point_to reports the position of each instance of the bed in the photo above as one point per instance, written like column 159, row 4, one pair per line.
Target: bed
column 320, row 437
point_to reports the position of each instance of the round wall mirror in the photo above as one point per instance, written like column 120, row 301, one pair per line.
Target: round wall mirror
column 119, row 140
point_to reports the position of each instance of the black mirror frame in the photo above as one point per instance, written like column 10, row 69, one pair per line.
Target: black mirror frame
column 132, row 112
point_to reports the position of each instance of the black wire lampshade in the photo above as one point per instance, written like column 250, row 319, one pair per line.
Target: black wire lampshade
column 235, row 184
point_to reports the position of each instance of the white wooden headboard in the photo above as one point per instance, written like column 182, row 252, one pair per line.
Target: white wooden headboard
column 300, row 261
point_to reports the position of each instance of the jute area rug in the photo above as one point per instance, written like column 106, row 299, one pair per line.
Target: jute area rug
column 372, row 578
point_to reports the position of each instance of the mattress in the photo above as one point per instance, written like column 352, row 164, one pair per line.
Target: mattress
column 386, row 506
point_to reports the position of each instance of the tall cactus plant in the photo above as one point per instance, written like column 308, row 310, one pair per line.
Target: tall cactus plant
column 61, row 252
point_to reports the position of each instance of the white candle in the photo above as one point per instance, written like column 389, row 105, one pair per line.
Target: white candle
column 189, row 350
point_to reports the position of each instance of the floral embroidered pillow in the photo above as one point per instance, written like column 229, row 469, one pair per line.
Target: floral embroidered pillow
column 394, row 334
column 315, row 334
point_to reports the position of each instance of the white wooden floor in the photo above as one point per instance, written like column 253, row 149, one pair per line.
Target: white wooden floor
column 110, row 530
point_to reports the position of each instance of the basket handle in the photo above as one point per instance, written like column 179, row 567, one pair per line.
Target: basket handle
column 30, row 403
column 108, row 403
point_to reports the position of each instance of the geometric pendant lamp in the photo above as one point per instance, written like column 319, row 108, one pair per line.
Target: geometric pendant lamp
━━━━━━
-- GIVEN INSTRUCTION --
Return all of the rows above verbatim, in their original order, with nothing added or left out.

-- SOLUTION TO THIS PROBLEM --
point_to reports the position of each instance of the bed in the photo above as one point per instance, written like column 159, row 4, one pair per line.
Target: bed
column 320, row 437
point_to reports the position of each instance of the round wall mirror in the photo above as one point per instance, written like column 120, row 301, one pair per line.
Target: round wall mirror
column 119, row 140
point_to reports the position of each instance of the black mirror frame in the photo above as one point per instance, written like column 10, row 69, one pair per line.
Target: black mirror frame
column 132, row 112
point_to reports the position of each instance of the black wire lampshade in the photo above as one point per instance, written like column 250, row 319, one pair per line.
Target: black wire lampshade
column 235, row 184
point_to reports the position of each instance of the white wooden headboard in the photo above as one point per instance, written like column 182, row 252, one pair per line.
Target: white wooden headboard
column 300, row 261
point_to reports the position of each instance of the jute area rug in the photo above as one point per instance, written like column 106, row 299, one pair per line.
Target: jute area rug
column 372, row 578
point_to reports the position of each instance of the mattress in the photo above as one point per instance, written like column 352, row 164, one pair per line.
Target: mattress
column 386, row 506
point_to reports the position of each instance of the tall cactus plant in the photo above as one point per instance, written like column 308, row 310, one pair per line.
Target: tall cactus plant
column 61, row 252
point_to reports the position of each instance of the white candle in the photo above as one point per instance, written like column 389, row 105, one pair per line.
Target: white candle
column 189, row 350
point_to reports the position of each instance of the floral embroidered pillow in the photo above as one point per instance, written like column 229, row 469, one pair per line.
Target: floral embroidered pillow
column 394, row 334
column 315, row 334
point_to reports the position of each instance of the white wooden floor in the photo above as one point per instance, written like column 253, row 149, one pair per line.
Target: white wooden floor
column 110, row 530
point_to reports the position of each instance of the basket handle in the photo above as one point per instance, written like column 179, row 567, one pair per line.
Target: basket handle
column 30, row 403
column 108, row 403
point_to reports the position of each instance of the geometric pendant lamp in the photo above as one point per instance, written like column 319, row 108, one pair per line.
Target: geometric pendant lamp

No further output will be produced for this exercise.